### What is expected
Out of the material that follows, write out exactly the lines from the line with "slope as a single point per instance." to the line with "cypress tree as a single point per instance.", both ends included, and no others.

### Data supplied
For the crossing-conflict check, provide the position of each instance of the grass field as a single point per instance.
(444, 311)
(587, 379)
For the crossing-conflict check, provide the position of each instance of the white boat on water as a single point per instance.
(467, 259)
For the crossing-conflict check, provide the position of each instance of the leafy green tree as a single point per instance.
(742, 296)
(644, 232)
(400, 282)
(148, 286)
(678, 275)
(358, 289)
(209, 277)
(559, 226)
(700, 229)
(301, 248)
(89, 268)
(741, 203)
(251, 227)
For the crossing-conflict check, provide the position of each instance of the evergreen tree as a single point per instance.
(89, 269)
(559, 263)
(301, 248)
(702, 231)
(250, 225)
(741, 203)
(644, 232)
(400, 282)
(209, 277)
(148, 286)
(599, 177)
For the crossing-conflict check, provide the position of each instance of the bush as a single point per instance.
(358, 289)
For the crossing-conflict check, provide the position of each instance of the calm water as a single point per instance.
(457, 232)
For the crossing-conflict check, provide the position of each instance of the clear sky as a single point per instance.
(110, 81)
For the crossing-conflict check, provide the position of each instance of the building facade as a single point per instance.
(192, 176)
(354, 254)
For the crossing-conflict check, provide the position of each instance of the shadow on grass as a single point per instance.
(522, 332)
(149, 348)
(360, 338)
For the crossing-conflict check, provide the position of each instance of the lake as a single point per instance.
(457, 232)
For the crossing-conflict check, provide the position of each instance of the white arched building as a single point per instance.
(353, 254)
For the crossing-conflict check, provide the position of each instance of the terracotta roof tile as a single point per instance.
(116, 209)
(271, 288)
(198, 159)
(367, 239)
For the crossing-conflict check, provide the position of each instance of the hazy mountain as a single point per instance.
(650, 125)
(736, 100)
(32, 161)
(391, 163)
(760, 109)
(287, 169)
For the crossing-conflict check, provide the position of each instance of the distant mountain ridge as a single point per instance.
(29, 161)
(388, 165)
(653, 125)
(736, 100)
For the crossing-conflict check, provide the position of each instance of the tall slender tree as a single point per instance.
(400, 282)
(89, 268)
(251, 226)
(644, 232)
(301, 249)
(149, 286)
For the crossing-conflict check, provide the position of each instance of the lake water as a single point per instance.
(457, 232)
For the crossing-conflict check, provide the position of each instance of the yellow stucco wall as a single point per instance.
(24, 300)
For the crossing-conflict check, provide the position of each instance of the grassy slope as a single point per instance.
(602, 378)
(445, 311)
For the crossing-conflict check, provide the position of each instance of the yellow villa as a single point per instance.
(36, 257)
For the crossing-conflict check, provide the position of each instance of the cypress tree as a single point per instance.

* * *

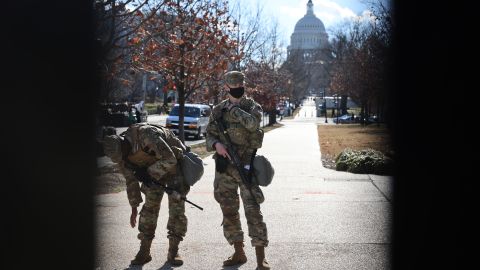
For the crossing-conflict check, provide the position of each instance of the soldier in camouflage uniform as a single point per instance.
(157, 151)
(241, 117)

==

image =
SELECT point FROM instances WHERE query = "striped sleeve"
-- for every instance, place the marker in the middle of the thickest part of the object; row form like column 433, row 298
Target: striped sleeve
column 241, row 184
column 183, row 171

### Exercise solution
For the crossing-conflict check, provide the position of each instance of the grassy slope as a single point per instance.
(602, 378)
(445, 311)
For the crossing-conflict check, provide the position of each instance of the yellow villa as a single point per instance.
(36, 257)
For the crossing-conflict check, provide the position of each instance of the cypress tree as a single point per instance.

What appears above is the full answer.